DO THIS ▸ In the records, from the start through the line containing "M 0 13 L 0 110", change "dense tree canopy" to "thick forest canopy" and leave everything else unchanged. Give back only that stretch.
===== RECORDS SHOWN =====
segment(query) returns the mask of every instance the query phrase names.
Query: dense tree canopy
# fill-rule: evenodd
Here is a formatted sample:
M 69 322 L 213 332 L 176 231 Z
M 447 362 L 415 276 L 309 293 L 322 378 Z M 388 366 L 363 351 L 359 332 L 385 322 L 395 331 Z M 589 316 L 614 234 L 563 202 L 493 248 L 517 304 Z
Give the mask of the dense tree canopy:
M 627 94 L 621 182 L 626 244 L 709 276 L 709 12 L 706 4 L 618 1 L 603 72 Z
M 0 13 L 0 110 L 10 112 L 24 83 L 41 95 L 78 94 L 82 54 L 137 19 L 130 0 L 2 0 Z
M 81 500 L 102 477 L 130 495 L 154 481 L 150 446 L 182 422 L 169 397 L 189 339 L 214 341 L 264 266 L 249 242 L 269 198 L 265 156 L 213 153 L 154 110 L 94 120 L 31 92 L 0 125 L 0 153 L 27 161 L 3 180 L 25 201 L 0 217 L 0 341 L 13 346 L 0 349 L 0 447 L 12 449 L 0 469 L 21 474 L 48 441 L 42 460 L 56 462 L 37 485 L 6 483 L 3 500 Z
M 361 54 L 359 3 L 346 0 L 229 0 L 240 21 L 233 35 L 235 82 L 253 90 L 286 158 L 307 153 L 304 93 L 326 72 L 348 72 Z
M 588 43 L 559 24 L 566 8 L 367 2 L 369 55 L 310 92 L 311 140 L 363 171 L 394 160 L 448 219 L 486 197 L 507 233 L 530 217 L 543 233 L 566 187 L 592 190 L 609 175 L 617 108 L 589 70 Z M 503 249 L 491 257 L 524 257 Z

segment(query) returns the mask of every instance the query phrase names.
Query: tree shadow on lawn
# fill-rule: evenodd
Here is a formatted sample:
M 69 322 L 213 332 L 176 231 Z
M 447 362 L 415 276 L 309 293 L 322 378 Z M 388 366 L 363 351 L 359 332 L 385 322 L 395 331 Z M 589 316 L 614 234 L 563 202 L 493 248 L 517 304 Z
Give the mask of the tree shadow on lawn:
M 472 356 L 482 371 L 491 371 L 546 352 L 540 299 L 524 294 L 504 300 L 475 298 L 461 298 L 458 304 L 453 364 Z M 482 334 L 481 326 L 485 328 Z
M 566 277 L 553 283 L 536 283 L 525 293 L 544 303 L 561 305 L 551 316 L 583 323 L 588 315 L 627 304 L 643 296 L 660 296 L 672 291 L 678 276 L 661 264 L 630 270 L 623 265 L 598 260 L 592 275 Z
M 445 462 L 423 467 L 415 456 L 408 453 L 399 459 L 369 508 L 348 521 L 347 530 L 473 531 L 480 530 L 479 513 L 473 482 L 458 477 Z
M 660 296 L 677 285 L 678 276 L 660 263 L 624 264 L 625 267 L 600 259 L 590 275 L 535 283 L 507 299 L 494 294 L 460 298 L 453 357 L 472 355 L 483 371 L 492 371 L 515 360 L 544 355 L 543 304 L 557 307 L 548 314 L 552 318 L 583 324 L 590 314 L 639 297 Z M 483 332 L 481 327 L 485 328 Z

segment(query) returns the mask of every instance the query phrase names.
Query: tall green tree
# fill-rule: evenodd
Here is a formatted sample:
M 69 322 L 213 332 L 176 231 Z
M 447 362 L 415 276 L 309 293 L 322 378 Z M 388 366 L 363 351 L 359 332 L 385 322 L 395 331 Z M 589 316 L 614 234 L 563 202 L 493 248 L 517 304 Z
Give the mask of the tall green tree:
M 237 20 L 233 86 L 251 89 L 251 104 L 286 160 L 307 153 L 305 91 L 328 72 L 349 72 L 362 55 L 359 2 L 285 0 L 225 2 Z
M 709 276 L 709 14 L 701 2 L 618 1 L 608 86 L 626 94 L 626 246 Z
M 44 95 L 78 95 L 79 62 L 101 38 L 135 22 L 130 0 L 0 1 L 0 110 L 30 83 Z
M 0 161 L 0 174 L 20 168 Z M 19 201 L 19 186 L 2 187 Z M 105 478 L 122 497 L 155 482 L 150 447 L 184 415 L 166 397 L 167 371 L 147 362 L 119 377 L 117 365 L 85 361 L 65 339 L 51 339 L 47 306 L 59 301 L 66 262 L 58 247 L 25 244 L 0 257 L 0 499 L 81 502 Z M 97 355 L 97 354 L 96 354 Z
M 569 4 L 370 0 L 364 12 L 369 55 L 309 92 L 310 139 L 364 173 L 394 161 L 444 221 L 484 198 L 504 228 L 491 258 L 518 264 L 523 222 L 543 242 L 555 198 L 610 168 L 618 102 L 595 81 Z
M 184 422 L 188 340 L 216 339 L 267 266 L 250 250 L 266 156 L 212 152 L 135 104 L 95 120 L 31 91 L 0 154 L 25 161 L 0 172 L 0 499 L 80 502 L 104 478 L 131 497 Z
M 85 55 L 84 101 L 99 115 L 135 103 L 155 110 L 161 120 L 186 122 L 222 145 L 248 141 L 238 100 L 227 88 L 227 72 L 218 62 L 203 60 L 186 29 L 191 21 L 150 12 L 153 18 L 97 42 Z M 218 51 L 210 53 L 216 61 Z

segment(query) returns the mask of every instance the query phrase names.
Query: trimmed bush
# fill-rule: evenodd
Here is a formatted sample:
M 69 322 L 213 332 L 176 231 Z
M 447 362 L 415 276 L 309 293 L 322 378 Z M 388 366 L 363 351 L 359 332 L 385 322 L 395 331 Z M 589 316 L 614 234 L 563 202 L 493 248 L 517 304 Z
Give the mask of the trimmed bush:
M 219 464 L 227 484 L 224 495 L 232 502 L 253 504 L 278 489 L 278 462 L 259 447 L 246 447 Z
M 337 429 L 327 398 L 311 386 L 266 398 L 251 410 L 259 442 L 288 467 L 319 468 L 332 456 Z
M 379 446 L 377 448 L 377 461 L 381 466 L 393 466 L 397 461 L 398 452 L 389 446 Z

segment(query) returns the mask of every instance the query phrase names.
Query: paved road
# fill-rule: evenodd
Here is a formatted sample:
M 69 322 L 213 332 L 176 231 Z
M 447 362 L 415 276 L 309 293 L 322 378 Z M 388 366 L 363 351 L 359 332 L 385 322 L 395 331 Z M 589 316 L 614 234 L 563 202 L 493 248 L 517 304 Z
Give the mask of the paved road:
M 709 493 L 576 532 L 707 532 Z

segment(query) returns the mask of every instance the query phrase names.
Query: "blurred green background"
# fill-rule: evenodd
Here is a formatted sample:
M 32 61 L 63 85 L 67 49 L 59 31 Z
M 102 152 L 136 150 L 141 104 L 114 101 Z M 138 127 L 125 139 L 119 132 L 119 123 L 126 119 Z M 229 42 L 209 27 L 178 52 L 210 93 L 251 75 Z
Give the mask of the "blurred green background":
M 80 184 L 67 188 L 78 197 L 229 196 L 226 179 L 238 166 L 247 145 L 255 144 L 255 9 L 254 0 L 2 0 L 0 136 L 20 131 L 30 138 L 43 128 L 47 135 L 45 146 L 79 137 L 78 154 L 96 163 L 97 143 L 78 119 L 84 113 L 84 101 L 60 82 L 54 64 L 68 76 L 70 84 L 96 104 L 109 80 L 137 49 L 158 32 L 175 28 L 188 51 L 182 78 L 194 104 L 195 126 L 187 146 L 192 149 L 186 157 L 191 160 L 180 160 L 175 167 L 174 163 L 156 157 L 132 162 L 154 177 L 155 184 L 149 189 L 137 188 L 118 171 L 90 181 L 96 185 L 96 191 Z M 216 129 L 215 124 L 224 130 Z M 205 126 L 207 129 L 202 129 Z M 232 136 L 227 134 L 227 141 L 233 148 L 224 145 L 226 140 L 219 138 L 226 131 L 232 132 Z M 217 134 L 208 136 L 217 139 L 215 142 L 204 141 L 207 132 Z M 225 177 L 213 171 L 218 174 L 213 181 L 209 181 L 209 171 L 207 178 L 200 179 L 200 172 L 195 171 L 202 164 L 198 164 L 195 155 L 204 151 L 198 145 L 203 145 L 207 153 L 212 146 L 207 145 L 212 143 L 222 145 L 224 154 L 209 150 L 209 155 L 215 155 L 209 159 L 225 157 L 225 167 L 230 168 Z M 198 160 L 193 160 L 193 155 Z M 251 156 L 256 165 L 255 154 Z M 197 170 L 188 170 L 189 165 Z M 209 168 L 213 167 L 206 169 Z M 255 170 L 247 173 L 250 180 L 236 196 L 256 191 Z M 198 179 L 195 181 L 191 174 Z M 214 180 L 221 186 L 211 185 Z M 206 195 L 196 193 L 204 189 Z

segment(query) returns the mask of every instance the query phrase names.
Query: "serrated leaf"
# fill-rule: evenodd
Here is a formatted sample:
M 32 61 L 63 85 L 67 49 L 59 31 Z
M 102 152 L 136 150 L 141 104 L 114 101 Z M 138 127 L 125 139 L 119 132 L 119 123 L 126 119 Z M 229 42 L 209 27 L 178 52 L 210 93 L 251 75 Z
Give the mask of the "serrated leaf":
=====
WRITTEN ANSWER ▸
segment(query) returns the mask of every instance the query phrase names.
Query: thick forest canopy
# fill-rule: evenodd
Here is a formatted sample:
M 69 322 L 213 332 L 176 231 Z
M 447 362 L 415 276 L 309 293 L 322 378 Z M 388 366 L 363 351 L 359 332 L 385 322 L 395 331 Z M 589 316 L 614 234 L 563 202 L 493 248 L 517 304 Z
Give the mask of the thick forest canopy:
M 627 94 L 621 182 L 626 244 L 709 276 L 709 12 L 706 4 L 618 1 L 603 72 Z
M 0 13 L 0 110 L 10 112 L 24 83 L 41 95 L 78 94 L 82 54 L 137 19 L 130 0 L 2 0 Z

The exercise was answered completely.